Give back, unchanged, each line from the one containing "Find forehead. Box format: 141;148;321;269" through the last line of the entries below.

--- Excerpted records ---

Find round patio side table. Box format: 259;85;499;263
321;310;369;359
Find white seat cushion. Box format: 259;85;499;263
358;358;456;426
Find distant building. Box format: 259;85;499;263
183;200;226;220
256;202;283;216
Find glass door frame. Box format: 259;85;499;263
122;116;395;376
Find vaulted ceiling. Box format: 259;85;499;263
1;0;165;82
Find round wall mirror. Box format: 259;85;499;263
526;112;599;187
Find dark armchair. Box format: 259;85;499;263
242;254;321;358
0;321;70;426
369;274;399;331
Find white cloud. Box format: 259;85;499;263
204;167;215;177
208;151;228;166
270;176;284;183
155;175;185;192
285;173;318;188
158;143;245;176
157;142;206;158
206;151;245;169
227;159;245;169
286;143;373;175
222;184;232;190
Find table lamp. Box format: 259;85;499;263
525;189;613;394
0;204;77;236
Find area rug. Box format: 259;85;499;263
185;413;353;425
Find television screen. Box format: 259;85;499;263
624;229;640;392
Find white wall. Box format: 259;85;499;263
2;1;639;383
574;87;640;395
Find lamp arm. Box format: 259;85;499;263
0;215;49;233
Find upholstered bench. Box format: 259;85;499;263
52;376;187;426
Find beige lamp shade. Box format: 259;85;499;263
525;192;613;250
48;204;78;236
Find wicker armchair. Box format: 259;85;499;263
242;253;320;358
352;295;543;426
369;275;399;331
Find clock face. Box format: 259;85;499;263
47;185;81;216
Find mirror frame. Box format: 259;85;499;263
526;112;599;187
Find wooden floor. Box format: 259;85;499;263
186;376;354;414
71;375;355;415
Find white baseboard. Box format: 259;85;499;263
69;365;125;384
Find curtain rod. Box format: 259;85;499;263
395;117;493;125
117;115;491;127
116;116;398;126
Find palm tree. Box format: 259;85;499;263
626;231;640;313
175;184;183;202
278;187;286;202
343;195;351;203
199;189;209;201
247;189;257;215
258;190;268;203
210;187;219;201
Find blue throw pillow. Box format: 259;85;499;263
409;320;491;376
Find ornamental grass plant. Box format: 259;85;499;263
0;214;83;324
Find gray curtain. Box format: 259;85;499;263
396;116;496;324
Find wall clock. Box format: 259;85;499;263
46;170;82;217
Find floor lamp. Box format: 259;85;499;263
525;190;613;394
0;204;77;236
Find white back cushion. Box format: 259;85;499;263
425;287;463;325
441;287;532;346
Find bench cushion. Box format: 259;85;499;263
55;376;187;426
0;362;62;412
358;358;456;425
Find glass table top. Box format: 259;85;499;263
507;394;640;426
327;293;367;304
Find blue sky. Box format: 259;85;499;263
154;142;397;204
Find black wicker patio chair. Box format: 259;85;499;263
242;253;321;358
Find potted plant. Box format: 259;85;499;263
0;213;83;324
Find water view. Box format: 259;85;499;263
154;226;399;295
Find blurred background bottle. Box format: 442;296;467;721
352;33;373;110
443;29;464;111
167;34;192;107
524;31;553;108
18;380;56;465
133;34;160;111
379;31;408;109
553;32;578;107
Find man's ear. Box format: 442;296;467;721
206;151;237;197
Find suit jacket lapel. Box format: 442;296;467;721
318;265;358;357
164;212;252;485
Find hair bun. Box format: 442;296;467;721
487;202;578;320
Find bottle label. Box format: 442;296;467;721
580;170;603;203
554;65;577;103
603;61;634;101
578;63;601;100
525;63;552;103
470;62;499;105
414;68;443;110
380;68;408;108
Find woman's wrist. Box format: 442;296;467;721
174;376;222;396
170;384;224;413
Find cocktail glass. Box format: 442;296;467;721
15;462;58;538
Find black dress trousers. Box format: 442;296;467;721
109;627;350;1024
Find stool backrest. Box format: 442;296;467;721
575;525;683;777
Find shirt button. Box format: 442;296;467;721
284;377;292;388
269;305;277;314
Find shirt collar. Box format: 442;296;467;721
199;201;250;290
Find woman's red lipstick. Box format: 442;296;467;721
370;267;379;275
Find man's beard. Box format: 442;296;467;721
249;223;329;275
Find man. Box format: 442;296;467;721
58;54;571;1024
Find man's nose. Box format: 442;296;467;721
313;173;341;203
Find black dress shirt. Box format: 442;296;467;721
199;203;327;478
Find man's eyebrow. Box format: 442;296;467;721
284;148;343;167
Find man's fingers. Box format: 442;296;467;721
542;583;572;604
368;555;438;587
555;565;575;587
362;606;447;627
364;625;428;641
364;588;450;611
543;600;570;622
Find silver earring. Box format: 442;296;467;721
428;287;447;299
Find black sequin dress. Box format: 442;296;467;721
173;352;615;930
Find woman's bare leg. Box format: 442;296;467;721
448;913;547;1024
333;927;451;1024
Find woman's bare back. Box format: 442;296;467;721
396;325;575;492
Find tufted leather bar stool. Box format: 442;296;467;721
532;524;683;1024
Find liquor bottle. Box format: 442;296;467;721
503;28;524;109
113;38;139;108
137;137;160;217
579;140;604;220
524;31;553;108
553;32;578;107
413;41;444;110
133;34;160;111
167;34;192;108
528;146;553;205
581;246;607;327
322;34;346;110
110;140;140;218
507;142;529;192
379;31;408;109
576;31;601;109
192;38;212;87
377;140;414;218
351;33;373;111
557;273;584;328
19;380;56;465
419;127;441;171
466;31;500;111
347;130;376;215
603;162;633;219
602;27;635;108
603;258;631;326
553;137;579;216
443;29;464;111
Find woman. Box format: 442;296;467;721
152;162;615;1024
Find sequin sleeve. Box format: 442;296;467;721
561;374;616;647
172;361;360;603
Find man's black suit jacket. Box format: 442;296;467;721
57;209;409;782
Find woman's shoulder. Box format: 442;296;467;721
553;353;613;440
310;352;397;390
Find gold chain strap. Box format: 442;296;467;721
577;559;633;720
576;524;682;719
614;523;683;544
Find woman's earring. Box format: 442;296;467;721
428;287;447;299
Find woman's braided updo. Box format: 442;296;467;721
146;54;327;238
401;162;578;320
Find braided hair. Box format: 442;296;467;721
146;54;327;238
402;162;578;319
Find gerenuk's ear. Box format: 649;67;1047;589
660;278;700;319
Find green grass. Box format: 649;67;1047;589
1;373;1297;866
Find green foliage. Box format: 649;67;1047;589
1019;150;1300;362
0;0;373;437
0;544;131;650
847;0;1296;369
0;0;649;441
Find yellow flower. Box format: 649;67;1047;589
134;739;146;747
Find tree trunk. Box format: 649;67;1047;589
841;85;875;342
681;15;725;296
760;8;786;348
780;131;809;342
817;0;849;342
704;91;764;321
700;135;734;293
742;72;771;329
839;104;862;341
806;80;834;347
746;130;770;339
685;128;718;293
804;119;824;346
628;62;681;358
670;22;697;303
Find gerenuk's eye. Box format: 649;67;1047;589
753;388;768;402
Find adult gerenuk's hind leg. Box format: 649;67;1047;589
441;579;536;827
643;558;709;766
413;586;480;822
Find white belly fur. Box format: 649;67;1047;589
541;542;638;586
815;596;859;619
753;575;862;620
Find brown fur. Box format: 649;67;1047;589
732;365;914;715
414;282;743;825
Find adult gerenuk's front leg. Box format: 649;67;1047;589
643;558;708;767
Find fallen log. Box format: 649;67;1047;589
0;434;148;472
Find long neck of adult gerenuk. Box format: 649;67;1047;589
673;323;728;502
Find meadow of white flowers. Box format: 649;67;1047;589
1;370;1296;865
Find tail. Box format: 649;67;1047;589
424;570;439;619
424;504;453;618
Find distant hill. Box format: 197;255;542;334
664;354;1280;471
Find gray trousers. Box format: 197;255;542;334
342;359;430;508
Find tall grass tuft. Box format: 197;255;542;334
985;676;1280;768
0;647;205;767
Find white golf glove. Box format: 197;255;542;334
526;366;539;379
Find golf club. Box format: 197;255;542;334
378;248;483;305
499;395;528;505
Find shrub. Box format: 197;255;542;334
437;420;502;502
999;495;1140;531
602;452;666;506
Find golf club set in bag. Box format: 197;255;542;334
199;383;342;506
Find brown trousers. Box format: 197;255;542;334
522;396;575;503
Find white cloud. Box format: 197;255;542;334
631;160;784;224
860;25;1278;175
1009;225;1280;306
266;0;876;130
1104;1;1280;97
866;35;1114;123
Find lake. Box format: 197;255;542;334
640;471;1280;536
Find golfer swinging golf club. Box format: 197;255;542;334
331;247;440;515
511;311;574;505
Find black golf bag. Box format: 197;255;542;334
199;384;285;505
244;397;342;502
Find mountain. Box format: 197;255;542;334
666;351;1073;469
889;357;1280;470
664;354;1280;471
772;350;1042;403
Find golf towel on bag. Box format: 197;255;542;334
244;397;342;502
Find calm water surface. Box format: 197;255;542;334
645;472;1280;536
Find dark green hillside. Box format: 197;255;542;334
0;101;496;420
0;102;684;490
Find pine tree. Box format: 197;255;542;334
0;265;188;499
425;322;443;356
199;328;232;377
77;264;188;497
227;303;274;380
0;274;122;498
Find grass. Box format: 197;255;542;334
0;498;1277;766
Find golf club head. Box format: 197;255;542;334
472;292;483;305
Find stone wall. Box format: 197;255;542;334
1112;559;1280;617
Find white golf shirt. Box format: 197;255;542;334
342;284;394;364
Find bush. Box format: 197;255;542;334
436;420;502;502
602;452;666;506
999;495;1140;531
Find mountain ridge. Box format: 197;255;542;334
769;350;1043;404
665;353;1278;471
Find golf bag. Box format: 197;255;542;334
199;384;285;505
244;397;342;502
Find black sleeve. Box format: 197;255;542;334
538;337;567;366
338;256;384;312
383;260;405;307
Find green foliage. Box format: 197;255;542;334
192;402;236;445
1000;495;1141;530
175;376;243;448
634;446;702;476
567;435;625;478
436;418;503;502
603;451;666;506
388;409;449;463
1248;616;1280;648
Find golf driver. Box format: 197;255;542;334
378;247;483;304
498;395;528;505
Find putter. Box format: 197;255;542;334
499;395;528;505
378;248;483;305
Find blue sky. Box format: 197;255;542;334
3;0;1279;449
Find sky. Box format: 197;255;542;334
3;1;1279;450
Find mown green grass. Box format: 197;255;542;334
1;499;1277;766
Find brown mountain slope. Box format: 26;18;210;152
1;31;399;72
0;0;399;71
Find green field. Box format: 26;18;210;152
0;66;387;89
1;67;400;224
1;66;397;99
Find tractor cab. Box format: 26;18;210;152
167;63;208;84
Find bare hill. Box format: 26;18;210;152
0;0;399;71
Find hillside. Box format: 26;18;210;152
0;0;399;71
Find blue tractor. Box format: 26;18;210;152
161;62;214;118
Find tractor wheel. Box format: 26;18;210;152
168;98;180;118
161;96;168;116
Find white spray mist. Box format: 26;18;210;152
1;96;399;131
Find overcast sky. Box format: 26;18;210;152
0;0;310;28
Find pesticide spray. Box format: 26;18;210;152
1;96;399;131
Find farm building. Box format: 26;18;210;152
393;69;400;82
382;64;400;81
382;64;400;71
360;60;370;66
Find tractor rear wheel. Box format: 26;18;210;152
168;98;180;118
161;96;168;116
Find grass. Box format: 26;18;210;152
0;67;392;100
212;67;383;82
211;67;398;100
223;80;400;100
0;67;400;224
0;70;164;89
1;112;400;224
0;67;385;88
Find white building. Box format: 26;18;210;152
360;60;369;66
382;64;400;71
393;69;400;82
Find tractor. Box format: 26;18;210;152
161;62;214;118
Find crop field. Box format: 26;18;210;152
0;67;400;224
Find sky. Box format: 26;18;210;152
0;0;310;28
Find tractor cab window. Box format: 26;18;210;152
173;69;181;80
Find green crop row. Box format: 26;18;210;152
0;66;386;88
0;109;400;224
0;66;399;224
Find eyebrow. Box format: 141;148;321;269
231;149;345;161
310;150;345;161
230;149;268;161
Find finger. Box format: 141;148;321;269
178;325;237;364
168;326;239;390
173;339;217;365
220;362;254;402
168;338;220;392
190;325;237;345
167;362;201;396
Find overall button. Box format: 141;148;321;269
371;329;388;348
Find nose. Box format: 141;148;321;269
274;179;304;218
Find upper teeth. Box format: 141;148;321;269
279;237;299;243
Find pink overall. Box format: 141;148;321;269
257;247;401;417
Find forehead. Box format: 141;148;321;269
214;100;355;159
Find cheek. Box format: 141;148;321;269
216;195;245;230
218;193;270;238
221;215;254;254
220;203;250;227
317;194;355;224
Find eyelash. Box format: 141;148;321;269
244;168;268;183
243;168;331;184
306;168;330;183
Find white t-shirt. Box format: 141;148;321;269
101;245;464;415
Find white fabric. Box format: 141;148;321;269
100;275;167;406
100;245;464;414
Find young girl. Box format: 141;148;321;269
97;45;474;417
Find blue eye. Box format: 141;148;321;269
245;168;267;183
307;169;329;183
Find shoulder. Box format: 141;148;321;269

---

▸ Response for this exercise:
Find forehead. Box format: 141;148;321;269
214;100;355;159
Find cheek. Box format: 141;148;321;269
216;195;245;230
218;193;270;238
221;215;254;254
220;203;250;227
317;194;355;224
Find eyelash. Box format: 141;148;321;269
244;168;268;183
243;168;331;184
306;168;330;183
Find white t-shirt. Box format: 141;148;321;269
101;245;464;415
Find white fabric. Box format: 141;148;321;269
100;275;167;406
100;245;464;414
Find young girl. Box format: 141;148;321;269
97;45;474;417
Find blue eye. Box format: 141;148;321;269
245;168;267;183
307;169;329;183
Find shoulder. Box format: 141;148;321;269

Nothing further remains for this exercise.